#### Task directions:
The pictures are to be dropped, and the records below are to be restated word for word.

#### Data for this exercise:
★ ★ ★ ★

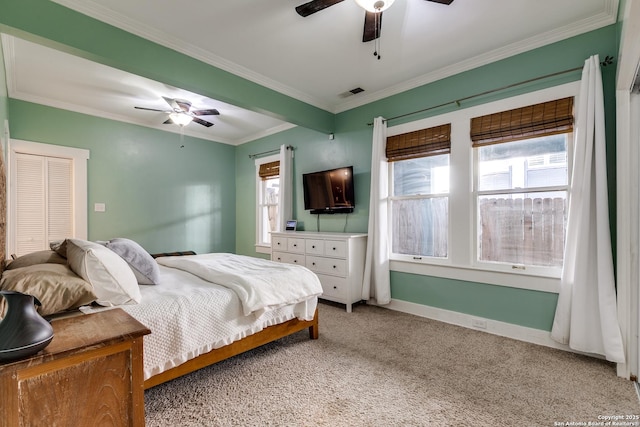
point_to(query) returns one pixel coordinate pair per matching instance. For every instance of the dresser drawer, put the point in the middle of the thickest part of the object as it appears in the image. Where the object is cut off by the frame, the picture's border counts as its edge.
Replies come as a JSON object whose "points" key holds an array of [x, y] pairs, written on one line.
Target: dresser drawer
{"points": [[278, 243], [288, 258], [333, 287], [337, 267], [314, 247], [295, 245], [336, 248]]}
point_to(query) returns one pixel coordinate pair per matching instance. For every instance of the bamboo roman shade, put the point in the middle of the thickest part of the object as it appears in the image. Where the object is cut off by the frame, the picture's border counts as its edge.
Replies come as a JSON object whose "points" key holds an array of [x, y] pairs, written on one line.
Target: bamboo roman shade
{"points": [[269, 170], [547, 118], [421, 143]]}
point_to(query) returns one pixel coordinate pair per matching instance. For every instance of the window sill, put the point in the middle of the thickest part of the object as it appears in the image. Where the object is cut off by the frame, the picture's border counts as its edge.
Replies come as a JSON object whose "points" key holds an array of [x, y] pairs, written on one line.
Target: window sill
{"points": [[480, 275]]}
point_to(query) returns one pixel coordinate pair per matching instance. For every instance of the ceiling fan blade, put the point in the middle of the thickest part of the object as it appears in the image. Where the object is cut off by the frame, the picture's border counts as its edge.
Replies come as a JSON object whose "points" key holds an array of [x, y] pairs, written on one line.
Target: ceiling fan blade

★ ★ ★ ★

#### Task answer:
point_to(query) returns one pixel coordinate pair per matching instance. For every instance of the dresser drawer, put the point in the middle of the thickest part of the object as it appears in the image. Where the object is cut off by the frame, the picture's border counts as its edge.
Replies come as a JSON object whose "points" key holds an array of [x, y] pairs, written on one line.
Target: dresser drawer
{"points": [[278, 243], [288, 258], [333, 287], [337, 267], [314, 247], [295, 245], [336, 248]]}
point_to(query) returns one pixel coordinate pair per matching instance. For every instance of the bamboo roman shade, put the point in the middle of the thickest part of the object as it appears in the image. Where the object is cut off by the frame, the picture's border counts as its edge.
Replies come as a JSON object whose "points" key holds an array of [x, y] pairs, written on one line.
Target: bamboo roman shade
{"points": [[269, 170], [547, 118], [421, 143]]}
point_to(query) returns one pixel coordinate pair per matching instance. For every instance of the window sill, put the point in the middle of the thickest part of the object as it appears in the image. Where the object is cut off by the frame, the picture's border counts as its edge.
Replies come as a JSON object whose "points" key holds an array of [x, y] pairs, written on one line.
Target: window sill
{"points": [[480, 275]]}
point_to(query) returns one pixel coordinate pair per matching instance. For every instance of the ceiling fan blade, put the point in the middle of the thickest part of the object as it appears in the image. Where the object is cut off by the frame, the picture's border counts as its edge.
Replies come as a JSON object whose "points" key holds an array of [x, y] pairs, written on one line.
Target: ceiling fan blade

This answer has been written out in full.